#### Your assignment:
Set down exactly the lines below, starting at the one that contains "positive clicks: (138, 299)" and ending at the one that contains "negative clicks: (291, 136)", with both of those lines included and nothing else.

#### Available data:
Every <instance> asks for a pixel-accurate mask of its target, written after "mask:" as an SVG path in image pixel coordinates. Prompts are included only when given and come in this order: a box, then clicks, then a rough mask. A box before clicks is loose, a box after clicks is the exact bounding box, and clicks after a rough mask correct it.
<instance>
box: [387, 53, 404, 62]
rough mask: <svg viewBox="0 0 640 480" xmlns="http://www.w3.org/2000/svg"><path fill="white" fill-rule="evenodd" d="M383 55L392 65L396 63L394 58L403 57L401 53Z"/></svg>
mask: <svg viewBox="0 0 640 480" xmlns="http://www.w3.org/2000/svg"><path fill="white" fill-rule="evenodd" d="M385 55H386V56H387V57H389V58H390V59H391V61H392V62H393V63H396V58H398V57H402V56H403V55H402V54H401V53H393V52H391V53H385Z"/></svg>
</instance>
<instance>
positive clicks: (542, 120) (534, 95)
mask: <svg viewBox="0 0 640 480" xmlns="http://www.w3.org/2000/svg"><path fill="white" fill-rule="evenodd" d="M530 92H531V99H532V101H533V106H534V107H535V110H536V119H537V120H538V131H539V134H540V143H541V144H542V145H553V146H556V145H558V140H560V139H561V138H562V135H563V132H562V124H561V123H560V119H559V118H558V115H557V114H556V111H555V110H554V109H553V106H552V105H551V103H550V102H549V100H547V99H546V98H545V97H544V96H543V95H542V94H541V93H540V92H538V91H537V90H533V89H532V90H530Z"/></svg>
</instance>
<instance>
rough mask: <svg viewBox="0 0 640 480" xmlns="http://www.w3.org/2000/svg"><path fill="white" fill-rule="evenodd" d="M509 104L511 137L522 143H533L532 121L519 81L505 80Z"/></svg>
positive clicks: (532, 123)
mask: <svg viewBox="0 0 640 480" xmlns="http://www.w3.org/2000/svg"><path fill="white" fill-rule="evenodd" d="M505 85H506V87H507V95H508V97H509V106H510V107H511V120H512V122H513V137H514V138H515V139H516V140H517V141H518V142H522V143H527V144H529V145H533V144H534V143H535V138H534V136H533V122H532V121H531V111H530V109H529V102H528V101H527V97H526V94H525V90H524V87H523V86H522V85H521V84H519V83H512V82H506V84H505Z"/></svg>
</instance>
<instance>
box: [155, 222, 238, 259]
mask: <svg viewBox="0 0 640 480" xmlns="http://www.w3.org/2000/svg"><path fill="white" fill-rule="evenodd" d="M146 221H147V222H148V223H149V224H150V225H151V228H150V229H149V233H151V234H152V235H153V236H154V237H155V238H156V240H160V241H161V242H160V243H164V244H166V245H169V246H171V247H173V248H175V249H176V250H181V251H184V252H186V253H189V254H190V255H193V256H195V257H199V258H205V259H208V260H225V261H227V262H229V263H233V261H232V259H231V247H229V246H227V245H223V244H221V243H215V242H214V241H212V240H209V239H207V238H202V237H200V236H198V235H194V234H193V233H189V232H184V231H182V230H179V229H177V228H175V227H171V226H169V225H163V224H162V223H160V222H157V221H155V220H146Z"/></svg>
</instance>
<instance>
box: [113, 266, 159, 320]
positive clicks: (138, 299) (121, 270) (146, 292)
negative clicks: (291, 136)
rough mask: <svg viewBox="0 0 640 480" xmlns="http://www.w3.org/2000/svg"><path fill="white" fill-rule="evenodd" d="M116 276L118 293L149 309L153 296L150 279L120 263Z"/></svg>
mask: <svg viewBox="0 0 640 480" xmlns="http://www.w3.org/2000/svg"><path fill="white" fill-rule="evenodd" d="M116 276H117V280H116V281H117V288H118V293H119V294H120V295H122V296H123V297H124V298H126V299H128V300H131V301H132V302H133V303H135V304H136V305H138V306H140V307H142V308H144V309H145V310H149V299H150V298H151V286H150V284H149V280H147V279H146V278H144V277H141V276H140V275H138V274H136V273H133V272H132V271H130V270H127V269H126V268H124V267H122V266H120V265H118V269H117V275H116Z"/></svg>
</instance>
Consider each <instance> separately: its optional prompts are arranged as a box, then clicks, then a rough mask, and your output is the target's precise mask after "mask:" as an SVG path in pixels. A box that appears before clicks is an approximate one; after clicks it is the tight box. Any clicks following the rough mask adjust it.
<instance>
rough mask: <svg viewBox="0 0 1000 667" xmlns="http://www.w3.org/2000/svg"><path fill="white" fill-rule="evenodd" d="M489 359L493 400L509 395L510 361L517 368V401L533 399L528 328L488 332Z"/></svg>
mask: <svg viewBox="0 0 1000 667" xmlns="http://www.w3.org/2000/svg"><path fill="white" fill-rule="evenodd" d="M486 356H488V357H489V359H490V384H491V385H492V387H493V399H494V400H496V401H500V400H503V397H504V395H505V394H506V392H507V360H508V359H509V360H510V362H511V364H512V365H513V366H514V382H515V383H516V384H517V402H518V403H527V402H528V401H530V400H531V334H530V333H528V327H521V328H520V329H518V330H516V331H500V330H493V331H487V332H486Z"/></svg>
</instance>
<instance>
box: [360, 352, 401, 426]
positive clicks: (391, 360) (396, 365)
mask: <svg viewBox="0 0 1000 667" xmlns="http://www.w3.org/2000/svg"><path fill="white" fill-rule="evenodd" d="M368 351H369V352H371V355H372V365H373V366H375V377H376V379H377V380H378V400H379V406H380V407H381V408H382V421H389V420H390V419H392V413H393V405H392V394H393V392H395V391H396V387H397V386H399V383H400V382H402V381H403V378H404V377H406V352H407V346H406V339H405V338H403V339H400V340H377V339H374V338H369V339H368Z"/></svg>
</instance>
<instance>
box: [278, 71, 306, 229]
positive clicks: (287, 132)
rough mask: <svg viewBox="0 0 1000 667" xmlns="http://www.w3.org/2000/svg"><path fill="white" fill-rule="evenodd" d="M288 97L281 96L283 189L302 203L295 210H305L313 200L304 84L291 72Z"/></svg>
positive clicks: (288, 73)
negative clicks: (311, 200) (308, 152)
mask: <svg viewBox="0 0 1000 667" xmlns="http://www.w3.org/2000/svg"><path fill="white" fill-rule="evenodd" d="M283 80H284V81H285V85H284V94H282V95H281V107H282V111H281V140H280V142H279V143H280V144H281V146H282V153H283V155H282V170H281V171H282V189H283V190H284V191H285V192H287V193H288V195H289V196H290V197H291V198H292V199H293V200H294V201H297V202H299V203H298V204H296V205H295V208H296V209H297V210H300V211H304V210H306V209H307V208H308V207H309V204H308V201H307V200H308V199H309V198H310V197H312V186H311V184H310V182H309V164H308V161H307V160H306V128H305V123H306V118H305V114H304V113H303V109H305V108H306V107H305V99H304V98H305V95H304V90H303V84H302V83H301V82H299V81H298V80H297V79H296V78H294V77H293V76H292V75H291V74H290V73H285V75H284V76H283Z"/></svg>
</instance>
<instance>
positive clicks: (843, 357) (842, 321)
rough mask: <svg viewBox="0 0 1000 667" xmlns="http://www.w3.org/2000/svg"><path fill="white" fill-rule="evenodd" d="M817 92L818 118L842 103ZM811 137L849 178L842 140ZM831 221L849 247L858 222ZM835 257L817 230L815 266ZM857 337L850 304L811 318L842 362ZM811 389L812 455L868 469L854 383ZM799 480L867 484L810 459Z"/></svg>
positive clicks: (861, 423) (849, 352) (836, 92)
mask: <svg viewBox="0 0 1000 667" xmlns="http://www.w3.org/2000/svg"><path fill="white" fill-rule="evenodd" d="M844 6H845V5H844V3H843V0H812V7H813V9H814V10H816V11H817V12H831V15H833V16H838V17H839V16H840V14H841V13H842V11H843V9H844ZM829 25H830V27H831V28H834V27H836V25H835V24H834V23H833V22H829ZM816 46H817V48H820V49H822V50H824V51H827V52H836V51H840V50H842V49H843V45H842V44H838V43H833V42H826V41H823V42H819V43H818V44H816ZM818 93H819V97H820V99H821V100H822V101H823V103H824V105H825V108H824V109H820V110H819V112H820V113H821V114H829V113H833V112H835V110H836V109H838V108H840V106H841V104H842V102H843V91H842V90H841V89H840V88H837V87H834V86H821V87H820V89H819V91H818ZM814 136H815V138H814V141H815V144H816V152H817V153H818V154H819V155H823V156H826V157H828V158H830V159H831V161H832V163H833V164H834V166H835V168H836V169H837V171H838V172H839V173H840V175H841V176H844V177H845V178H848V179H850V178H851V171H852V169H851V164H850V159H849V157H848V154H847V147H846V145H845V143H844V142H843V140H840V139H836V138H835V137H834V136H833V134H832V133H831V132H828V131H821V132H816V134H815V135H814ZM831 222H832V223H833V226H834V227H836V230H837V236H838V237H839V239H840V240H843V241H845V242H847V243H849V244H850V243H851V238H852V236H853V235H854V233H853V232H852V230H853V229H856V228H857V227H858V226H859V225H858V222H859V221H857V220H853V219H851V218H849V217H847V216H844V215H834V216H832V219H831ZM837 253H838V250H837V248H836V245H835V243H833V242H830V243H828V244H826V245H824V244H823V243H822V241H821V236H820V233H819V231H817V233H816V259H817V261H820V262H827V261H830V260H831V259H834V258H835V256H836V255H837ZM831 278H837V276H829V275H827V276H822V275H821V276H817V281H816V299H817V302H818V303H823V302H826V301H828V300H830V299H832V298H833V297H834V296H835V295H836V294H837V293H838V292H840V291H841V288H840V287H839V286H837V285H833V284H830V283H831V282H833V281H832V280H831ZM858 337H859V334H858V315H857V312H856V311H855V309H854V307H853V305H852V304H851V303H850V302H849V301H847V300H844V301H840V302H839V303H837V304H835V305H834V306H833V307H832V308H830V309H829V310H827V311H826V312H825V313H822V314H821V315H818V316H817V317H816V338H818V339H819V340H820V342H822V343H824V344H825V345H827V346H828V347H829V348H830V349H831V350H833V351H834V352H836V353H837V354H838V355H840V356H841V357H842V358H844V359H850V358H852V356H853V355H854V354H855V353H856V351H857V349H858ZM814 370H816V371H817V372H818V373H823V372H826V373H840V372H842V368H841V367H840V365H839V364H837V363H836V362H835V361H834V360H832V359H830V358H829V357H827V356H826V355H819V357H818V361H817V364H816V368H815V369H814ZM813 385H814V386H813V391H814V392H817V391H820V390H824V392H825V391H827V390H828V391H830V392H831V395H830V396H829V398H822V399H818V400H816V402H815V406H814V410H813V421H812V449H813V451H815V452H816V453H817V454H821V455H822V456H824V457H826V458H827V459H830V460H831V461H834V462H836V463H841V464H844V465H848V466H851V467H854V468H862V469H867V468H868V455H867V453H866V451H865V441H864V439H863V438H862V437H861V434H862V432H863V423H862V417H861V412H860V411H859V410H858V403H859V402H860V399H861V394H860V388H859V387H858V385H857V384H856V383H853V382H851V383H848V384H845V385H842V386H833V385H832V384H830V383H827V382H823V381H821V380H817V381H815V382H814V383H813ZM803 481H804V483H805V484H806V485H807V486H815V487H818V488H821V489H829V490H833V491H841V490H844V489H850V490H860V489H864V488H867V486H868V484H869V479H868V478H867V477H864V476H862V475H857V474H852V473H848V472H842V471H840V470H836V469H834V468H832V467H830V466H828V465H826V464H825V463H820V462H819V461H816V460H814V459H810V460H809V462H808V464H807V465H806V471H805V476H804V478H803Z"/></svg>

#### Response:
positive clicks: (138, 299) (121, 270) (146, 292)
negative clicks: (291, 136)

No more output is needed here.